***** Data to use

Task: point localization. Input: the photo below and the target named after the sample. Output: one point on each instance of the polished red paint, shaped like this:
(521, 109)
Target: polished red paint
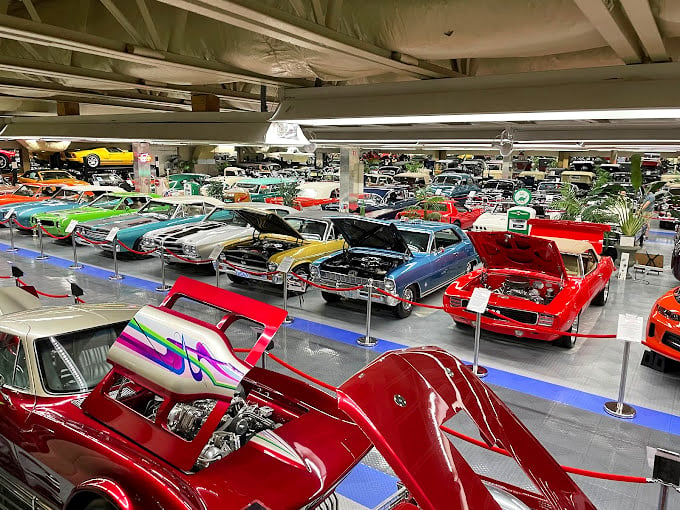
(572, 294)
(586, 231)
(660, 324)
(454, 213)
(418, 390)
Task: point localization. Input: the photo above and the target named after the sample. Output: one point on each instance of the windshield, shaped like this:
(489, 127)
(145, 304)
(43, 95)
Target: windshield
(76, 362)
(227, 217)
(310, 229)
(159, 209)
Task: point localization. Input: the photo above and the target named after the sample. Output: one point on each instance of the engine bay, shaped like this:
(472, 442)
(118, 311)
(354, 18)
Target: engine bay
(361, 265)
(537, 290)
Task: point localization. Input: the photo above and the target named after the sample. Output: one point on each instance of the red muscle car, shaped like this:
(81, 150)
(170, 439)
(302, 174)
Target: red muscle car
(541, 285)
(158, 413)
(663, 328)
(448, 211)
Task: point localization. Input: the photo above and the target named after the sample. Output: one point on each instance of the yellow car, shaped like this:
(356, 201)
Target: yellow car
(102, 156)
(303, 236)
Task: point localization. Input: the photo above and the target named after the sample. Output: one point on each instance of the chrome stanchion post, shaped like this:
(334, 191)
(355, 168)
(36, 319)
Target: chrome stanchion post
(42, 255)
(11, 248)
(114, 246)
(619, 408)
(368, 340)
(163, 287)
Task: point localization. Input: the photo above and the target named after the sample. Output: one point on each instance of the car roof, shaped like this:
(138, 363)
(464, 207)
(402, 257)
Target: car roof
(57, 320)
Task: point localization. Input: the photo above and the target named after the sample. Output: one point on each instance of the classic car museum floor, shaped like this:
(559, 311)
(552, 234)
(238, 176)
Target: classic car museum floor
(557, 393)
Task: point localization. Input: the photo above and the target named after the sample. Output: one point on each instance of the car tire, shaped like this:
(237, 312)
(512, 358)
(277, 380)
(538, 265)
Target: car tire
(329, 297)
(100, 504)
(403, 310)
(569, 341)
(91, 161)
(601, 298)
(236, 279)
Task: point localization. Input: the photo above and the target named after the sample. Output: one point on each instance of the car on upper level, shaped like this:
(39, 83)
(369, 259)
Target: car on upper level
(446, 211)
(68, 197)
(157, 213)
(106, 206)
(302, 236)
(540, 286)
(49, 177)
(407, 260)
(197, 241)
(100, 156)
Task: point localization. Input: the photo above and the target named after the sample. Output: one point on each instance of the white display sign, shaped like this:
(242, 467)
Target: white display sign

**********

Task details.
Reproduce the entries above from the line with "of the classic" through the end of the entries, both ends included. Keep the requests and their sample points unchanged, but scale every answer point coordinate by 0.5 and round to whole numbers, with halves rounded up.

Written solution.
Task: point localization. Input: the photo above and the target named after the sample. Output: one point on each instance of the classic car museum floor, shaped like this:
(559, 311)
(552, 234)
(238, 176)
Target: classic car museum floor
(279, 197)
Task: point localization. Input: the photo above and the target named after the sample. Output: one point on each instance of the car tire, shaped like this:
(237, 312)
(512, 358)
(277, 380)
(538, 265)
Target: car tire
(165, 149)
(50, 252)
(202, 155)
(285, 171)
(46, 81)
(301, 149)
(118, 140)
Task: point localization. Input: the photo above and the target named after the sample. Output: one point on each instance of the car on upper level, shaped like this:
(39, 83)
(369, 259)
Target: car on upper level
(223, 106)
(34, 99)
(79, 107)
(53, 103)
(151, 118)
(270, 143)
(25, 89)
(204, 130)
(99, 121)
(50, 78)
Task: point localization. Input: the photo above and the target named after the sample. Output: one point on each instance of the white display sign, shaped like this:
(242, 467)
Target: white display sign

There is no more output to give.